[Records]
----------

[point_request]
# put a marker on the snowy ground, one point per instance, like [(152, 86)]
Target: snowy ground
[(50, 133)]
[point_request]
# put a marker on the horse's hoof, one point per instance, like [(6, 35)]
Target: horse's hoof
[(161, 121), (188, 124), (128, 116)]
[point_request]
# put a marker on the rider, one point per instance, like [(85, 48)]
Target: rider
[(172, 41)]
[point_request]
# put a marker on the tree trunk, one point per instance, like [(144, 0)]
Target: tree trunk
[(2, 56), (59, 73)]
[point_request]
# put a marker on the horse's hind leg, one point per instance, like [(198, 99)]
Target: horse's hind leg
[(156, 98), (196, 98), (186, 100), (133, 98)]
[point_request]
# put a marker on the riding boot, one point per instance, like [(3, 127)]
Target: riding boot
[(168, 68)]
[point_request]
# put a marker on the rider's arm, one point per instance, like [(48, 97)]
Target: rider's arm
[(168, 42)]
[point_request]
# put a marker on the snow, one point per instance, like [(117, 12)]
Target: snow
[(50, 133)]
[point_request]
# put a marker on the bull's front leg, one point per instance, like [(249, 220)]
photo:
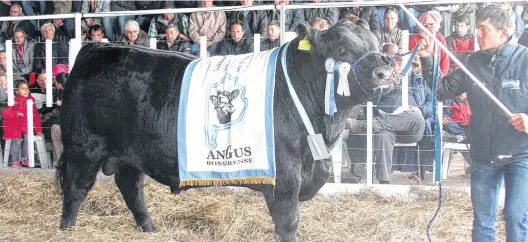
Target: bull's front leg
[(284, 210)]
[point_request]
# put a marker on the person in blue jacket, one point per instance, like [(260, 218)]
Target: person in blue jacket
[(499, 142)]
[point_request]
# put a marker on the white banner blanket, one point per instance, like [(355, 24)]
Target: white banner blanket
[(225, 121)]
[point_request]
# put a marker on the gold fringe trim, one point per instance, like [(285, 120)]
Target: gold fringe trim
[(228, 181)]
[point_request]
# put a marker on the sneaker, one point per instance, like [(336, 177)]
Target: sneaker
[(356, 126)]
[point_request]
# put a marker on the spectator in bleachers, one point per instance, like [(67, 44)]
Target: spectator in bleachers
[(115, 26), (293, 16), (60, 29), (211, 24), (331, 15), (66, 6), (179, 21), (23, 54), (255, 22), (431, 20), (60, 49), (15, 125), (390, 33), (134, 35), (3, 61), (173, 41), (96, 33), (237, 44), (392, 123), (94, 6), (319, 24), (144, 20), (461, 43), (273, 39), (369, 14), (8, 27)]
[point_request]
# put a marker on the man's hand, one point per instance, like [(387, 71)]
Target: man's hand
[(445, 120), (519, 122), (416, 109)]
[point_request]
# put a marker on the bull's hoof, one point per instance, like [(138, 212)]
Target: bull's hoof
[(66, 226), (148, 227)]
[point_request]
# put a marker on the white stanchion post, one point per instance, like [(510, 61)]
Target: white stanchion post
[(405, 41), (153, 43), (256, 43), (477, 46), (370, 110), (78, 24), (444, 167), (49, 77), (203, 47), (9, 70), (405, 84), (31, 138)]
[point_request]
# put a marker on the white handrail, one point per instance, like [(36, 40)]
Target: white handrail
[(49, 76)]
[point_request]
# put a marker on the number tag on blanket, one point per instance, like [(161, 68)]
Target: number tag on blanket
[(318, 147)]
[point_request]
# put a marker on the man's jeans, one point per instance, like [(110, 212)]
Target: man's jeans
[(486, 180)]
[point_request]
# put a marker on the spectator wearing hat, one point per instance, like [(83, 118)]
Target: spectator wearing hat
[(173, 41), (431, 20)]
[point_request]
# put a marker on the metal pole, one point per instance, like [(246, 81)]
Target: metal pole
[(282, 23), (460, 65)]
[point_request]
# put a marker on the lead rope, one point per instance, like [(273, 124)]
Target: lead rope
[(437, 139)]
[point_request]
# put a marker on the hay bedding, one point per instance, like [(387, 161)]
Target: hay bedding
[(30, 211)]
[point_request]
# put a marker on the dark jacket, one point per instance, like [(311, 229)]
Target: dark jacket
[(255, 22), (230, 47), (268, 44), (293, 18), (504, 74), (461, 47), (179, 46), (122, 5), (369, 14)]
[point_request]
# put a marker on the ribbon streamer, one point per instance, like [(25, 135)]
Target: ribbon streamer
[(343, 88), (330, 106)]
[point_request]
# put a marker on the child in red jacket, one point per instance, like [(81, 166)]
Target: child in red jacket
[(15, 125)]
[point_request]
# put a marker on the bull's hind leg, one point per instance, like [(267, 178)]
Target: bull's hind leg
[(283, 208), (79, 177), (130, 182)]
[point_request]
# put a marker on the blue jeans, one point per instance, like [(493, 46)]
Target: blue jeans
[(486, 180)]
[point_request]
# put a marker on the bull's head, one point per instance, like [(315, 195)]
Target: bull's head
[(370, 71), (223, 106)]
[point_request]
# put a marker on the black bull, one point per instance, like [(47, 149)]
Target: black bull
[(120, 110)]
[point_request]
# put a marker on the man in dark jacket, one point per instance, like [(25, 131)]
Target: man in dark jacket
[(499, 143), (393, 123), (173, 41), (237, 44)]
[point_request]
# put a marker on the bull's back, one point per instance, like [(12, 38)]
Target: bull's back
[(128, 96)]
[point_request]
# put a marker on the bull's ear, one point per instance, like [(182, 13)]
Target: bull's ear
[(234, 94), (304, 30), (214, 99)]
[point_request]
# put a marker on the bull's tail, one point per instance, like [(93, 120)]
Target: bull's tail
[(60, 173)]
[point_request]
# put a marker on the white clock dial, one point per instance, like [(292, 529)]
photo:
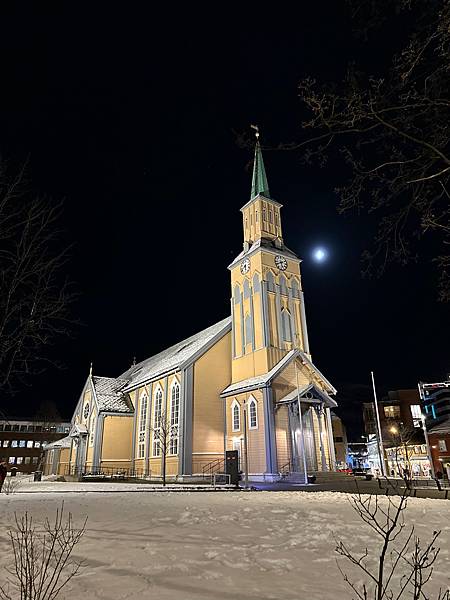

----------

§ DIRECTIVE:
Switch each "put a marker on" in the data above to "place a point on" and write out all the data again, otherwise unchanged and without the pictures.

§ SOLUTION TO THE PROBLEM:
[point_request]
# place a point on the snowy ground, one point per instance, like [(152, 86)]
Target: snowy ground
[(50, 133)]
[point_request]
# place a point on the horse's hoof, one point per instance, like [(6, 35)]
Target: horse's hoof
[(161, 121), (188, 124), (128, 116)]
[point_request]
# place a point on the rider, one point per instance, like [(85, 48)]
Target: rider
[(172, 41)]
[point_request]
# place a point on the tree trunk, one point per instance, like [(144, 0)]
Target: tree trunk
[(2, 56), (59, 73)]
[point_request]
# place a point on the horse's hind leg, one point per instance, like [(198, 99)]
Target: horse's hind leg
[(156, 98), (196, 98), (186, 100), (133, 98)]
[point_request]
# place a point on the riding boot, one point per instance, like [(3, 127)]
Target: riding boot
[(168, 68)]
[point_request]
# place a point on the rider's arm, one point per instance, like [(48, 97)]
Target: rider's arm
[(168, 42)]
[point_request]
# place a point on the snow, one point per instance, like [(117, 12)]
Target: snow
[(50, 133)]
[point_request]
# place a point on the bull's front leg, one point per instance, like [(249, 220)]
photo:
Target: bull's front leg
[(284, 210)]
[point_request]
# place a point on the person in blue jacket, one point per instance, like [(260, 218)]
Target: person in blue jacket
[(499, 142)]
[point_request]
# place a point on the white banner blanket, one point per instance, like [(355, 24)]
Target: white banner blanket
[(225, 121)]
[point_request]
# place a point on the gold fringe trim, one point per instance, like [(285, 120)]
Target: gold fringe trim
[(228, 181)]
[point_request]
# place a point on the sneaker, one point per instance, like [(336, 177)]
Target: sneaker
[(356, 126)]
[point_request]
# place a point on the spectator in bleachers, one point per instance, like [(67, 44)]
Target: spectator in bleachers
[(115, 26), (293, 16), (60, 29), (211, 24), (331, 15), (66, 6), (179, 21), (23, 54), (255, 22), (431, 20), (60, 49), (15, 125), (390, 33), (134, 35), (3, 61), (173, 41), (96, 33), (237, 44), (392, 123), (94, 6), (319, 24), (144, 20), (461, 43), (273, 39), (369, 14), (8, 27)]
[point_request]
# place a point on the man's hand, one point per instance, like [(387, 71)]
Target: man's hand
[(445, 120), (519, 122), (416, 109)]
[point_request]
# place a point on the bull's hoof, one point per instance, like [(138, 212)]
Target: bull's hoof
[(66, 226), (148, 227)]
[point_request]
# place a point on the white stanchion post, one point per instance, like [(510, 61)]
Target: white stanchion post
[(405, 41), (153, 43), (256, 43), (477, 46), (370, 110), (78, 24), (444, 167), (49, 77), (203, 47), (9, 70), (405, 84), (31, 138)]
[point_request]
# place a point on the white handrail, one point per instance, like [(36, 40)]
Target: white handrail
[(49, 76)]
[point_request]
# place a point on the number tag on blanket, one point per instance, like [(161, 68)]
Target: number tag on blanket
[(318, 147)]
[point_request]
# place a point on the man's jeans, one point per instance, like [(110, 212)]
Target: man's jeans
[(486, 180)]
[point_request]
# place a point on the spectator wearing hat, one point per instance, like [(83, 118)]
Target: spectator wearing hat
[(173, 41), (431, 20)]
[point_request]
# place a point on the metal pole, one point per instance, like [(246, 81)]
Target: metal pole
[(282, 23), (460, 65)]
[point_request]
# place a point on the lead rope, one point per instance, like [(273, 124)]
Target: lead rope
[(437, 139)]
[point_request]
# place a point on the hay bedding, one point per instance, like [(387, 161)]
Target: hay bedding
[(30, 211)]
[point_request]
# place a point on the dark jacket, one point per instance, like [(311, 229)]
Target: dark jacket
[(255, 22), (230, 47), (268, 44), (293, 18), (504, 74), (461, 47), (179, 46), (122, 5), (369, 14)]
[point_request]
# place a point on the ribbon streamer, one point per instance, like [(25, 135)]
Target: ribbon streamer
[(343, 88), (330, 106)]
[point_request]
# place a point on the child in red jacket, one point per instance, like [(81, 166)]
Target: child in red jacket
[(15, 125)]
[point_request]
# place a point on the bull's hind leg, one point per instance, like [(267, 178)]
Target: bull's hind leg
[(283, 208), (79, 177), (130, 182)]
[point_request]
# place a point on the blue jeans, one point per instance, like [(493, 46)]
Target: blue jeans
[(486, 180)]
[point_request]
# place a point on the bull's head, one point per instance, like [(315, 195)]
Target: bull's head
[(370, 71), (223, 106)]
[point_request]
# place a point on the black bull, one point per instance, like [(47, 149)]
Target: black bull
[(120, 110)]
[point_request]
# place a point on the man in dark jacket, one point per instance, like [(25, 131)]
Target: man in dark jacket
[(499, 143), (393, 123), (173, 41), (237, 44)]
[point_request]
# place a point on the bull's back, one point per instance, like [(12, 38)]
Target: bull's back
[(128, 96)]
[point_request]
# place a point on the bull's ear, one point per instance, like [(182, 13)]
Target: bull's ear
[(234, 94), (304, 30), (214, 99)]
[point_request]
# place a point on the bull's tail, one point per instance, like [(93, 120)]
Target: bull's tail
[(60, 173)]
[point_request]
# place a point on the white clock dial, one point per instance, like [(292, 529)]
photo:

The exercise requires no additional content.